── Extrait du texte ──

A l’échelle nationale, les associations d’élus et notamment l’AMF se sont prononcées contre l’ouverture des établissements. Les arrêtés municipaux d’interdiction se multiplient dans l’Hexagone.
36 communes de l'agglomération Lens-Liévin du Pas-de-Calais ont annoncé que les portes des 180 écoles resteront toutes closes. 329 maires d’Île-de-France ont signé un courrier adressé au président de la République dénonçant un déconfinement « à marche forcée » et demandant que la date de la rentrée scolaire soit repoussée.
Les élus exigent aujourd’hui du gouvernement un protocole national d’organisation de réouverture des écoles qui soit harmonisé avec l'ensemble des communes ainsi qu’un guide de bonnes pratiques.
Je me joins à ces requêtes pensant aussi que ces outils sont fondamentaux pour assurer sereinement la reprise.
Le Premier Ministre, Édouard Philippe a annoncé la semaine dernière une plus grande souplesse pour les départements selon qu’ils soient classés « vert », « orange » ou « rouge ».

───
── Données fournies ──

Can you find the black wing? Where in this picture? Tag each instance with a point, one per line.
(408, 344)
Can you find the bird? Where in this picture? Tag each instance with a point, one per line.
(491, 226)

───

**Énoncé du problème**
Recopiez l'extrait sur la réouverture des écoles en commençant aux mots « A l’échelle nationale, les » et en vous arrêtant après « sereinement la reprise. ». Remplacez partout « communes » par « municipalités ».

**Corrigé du problème**
A l’échelle nationale, les associations d’élus et notamment l’AMF se sont prononcées contre l’ouverture des établissements. Les arrêtés municipaux d’interdiction se multiplient dans l’Hexagone.
36 municipalités de l'agglomération Lens-Liévin du Pas-de-Calais ont annoncé que les portes des 180 écoles resteront toutes closes. 329 maires d’Île-de-France ont signé un courrier adressé au président de la République dénonçant un déconfinement « à marche forcée » et demandant que la date de la rentrée scolaire soit repoussée.
Les élus exigent aujourd’hui du gouvernement un protocole national d’organisation de réouverture des écoles qui soit harmonisé avec l'ensemble des municipalités ainsi qu’un guide de bonnes pratiques.
Je me joins à ces requêtes pensant aussi que ces outils sont fondamentaux pour assurer sereinement la reprise.